╭─ Data for analysis
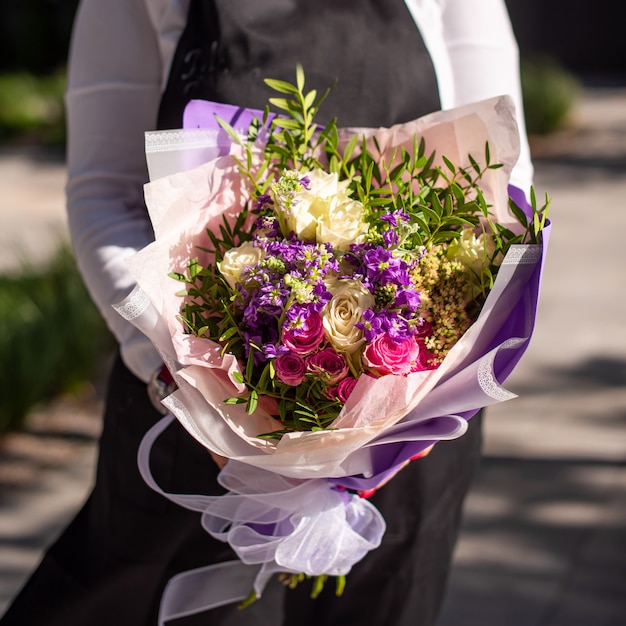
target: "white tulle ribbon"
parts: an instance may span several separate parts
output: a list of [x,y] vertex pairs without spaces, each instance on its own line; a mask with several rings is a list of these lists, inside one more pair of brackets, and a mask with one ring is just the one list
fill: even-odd
[[202,526],[228,543],[240,561],[184,572],[161,603],[161,623],[263,592],[274,573],[347,574],[380,545],[385,521],[370,502],[325,479],[294,479],[230,460],[218,482],[221,496],[163,491],[150,472],[150,451],[175,418],[167,415],[144,436],[138,465],[143,479],[172,502],[202,513]]

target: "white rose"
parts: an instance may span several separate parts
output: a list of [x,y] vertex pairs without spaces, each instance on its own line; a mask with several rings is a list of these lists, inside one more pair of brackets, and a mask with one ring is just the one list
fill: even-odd
[[328,290],[333,297],[322,311],[326,336],[335,350],[352,354],[364,342],[363,331],[355,324],[363,311],[374,307],[374,296],[358,280],[337,280]]
[[[491,264],[491,258],[496,247],[491,235],[476,233],[471,228],[465,228],[459,239],[448,248],[447,256],[452,261],[459,261],[470,271],[480,276],[483,268]],[[494,262],[497,264],[496,257]]]
[[347,249],[367,232],[363,205],[346,194],[348,181],[323,170],[305,172],[309,189],[296,192],[287,227],[301,239]]
[[218,269],[231,289],[239,281],[241,272],[246,267],[254,267],[265,258],[265,251],[257,248],[251,241],[245,241],[237,248],[231,248],[224,254]]
[[350,244],[361,243],[366,232],[363,205],[350,198],[331,201],[328,213],[317,220],[317,241],[329,243],[336,250],[348,250]]

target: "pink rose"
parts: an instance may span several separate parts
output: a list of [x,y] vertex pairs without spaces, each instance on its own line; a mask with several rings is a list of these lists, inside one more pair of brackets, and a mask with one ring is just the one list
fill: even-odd
[[352,376],[340,380],[336,387],[328,390],[328,397],[345,404],[356,387],[358,380],[358,378],[353,378]]
[[274,368],[276,370],[276,376],[282,380],[285,385],[296,387],[304,380],[306,374],[306,362],[304,359],[289,352],[279,356],[274,361]]
[[414,337],[396,343],[387,333],[381,333],[363,350],[362,359],[365,367],[377,374],[406,375],[413,371],[419,352]]
[[329,385],[336,385],[348,375],[348,363],[343,354],[325,348],[307,357],[309,372],[321,374]]
[[296,328],[283,330],[283,343],[296,354],[305,356],[317,350],[324,341],[324,325],[319,313],[311,313]]

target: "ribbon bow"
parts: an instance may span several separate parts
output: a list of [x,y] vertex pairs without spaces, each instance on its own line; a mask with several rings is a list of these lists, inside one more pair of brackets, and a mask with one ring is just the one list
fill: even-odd
[[170,414],[144,436],[139,470],[156,492],[202,513],[203,528],[228,543],[240,561],[172,578],[161,600],[160,623],[261,596],[275,573],[340,576],[380,545],[385,521],[367,500],[325,479],[295,479],[230,460],[219,473],[221,496],[164,492],[149,467],[150,451],[175,418]]

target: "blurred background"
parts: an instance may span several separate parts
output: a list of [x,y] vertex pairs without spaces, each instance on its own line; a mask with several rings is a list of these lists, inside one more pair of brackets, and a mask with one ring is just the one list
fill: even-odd
[[[77,0],[0,0],[0,613],[93,480],[112,341],[67,244]],[[626,37],[616,0],[508,0],[553,235],[487,414],[440,626],[626,624]]]

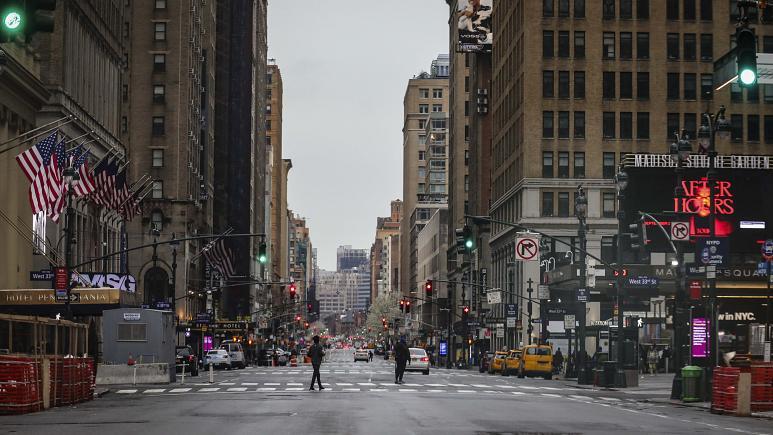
╰─
**What you should do**
Would you give the data above again word for word, skipping any images?

**Task solution**
target: "white tulle ribbon"
parts: an instance may span several separate parts
output: a list of [x,y] vertex pairs without spaces, each instance on its own line; a mask with several rings is a list of these lists, inside one more pair of brackets, and a mask with one ring is just the one list
fill: even-odd
[[202,526],[228,543],[240,561],[184,572],[161,603],[161,623],[263,592],[274,573],[347,574],[380,545],[385,521],[370,502],[325,479],[294,479],[230,460],[218,482],[221,496],[163,491],[150,472],[150,451],[175,418],[167,415],[144,436],[138,465],[143,479],[172,502],[202,513]]

target: "white rose"
parts: an instance may span several separate parts
output: a list of [x,y] vertex pairs without spaces, each instance on its own line; a mask with several rings is a list of these lists, inside one more pair of brackets, and a mask with one ring is just the one list
fill: even-odd
[[328,290],[333,297],[322,311],[326,336],[335,350],[352,354],[364,342],[363,331],[355,324],[363,311],[374,307],[374,296],[358,280],[337,280]]
[[[491,264],[491,258],[496,247],[491,235],[476,233],[471,228],[465,228],[459,239],[448,248],[447,256],[452,261],[459,261],[470,271],[480,276],[483,268]],[[494,262],[497,264],[496,257]]]
[[347,249],[367,232],[363,205],[346,194],[348,181],[323,170],[305,172],[309,189],[296,192],[287,227],[301,239]]
[[218,269],[231,289],[239,281],[241,272],[246,267],[254,267],[265,258],[265,251],[257,248],[251,241],[245,241],[237,248],[231,248],[224,254]]
[[350,244],[361,243],[366,232],[363,205],[350,198],[331,201],[328,213],[317,220],[317,241],[329,243],[336,250],[348,250]]

target: "pink rose"
parts: an instance may span several separate parts
output: a list of [x,y] vertex pairs without spaces, each instance on its own line; a mask with several rings is a list of these lists, inside one more pair of brackets, and a mask with one ring is just the one list
fill: even-odd
[[352,376],[340,380],[336,387],[328,390],[328,397],[345,404],[356,387],[358,380],[358,378],[353,378]]
[[274,368],[276,370],[276,376],[282,380],[285,385],[296,387],[304,380],[306,374],[306,362],[304,359],[289,352],[279,356],[274,361]]
[[414,337],[396,343],[387,333],[381,333],[363,350],[362,359],[365,367],[377,374],[406,375],[413,371],[419,352]]
[[329,385],[336,385],[348,375],[348,363],[343,354],[325,348],[307,357],[309,372],[321,374]]
[[296,328],[283,330],[283,343],[296,354],[305,356],[317,350],[324,341],[324,325],[319,313],[311,313]]

target: "ribbon bow"
parts: an instance may span several separate parts
output: a list of [x,y] vertex pairs without spaces, each instance on its own line; a mask with several rings is a list of these lists, inside one more pair of brackets, and a mask with one ring is just the one list
fill: even-odd
[[170,414],[144,436],[139,470],[156,492],[202,513],[203,528],[228,543],[240,561],[172,578],[161,600],[160,623],[261,596],[275,573],[340,576],[380,545],[385,521],[367,500],[325,479],[295,479],[230,460],[219,473],[221,496],[164,492],[149,467],[150,451],[175,418]]

target: "blurred background"
parts: an instance may span several separate parts
output: a list of [x,y] vertex pairs without spaces, each instance on its own line; a mask with several rings is a list of these lists, inside one more pair of brackets, and a mask with one ring is just the one list
fill: even-odd
[[[77,0],[0,0],[0,613],[93,480],[112,341],[67,244]],[[626,37],[616,0],[508,0],[553,235],[487,414],[440,626],[626,624]]]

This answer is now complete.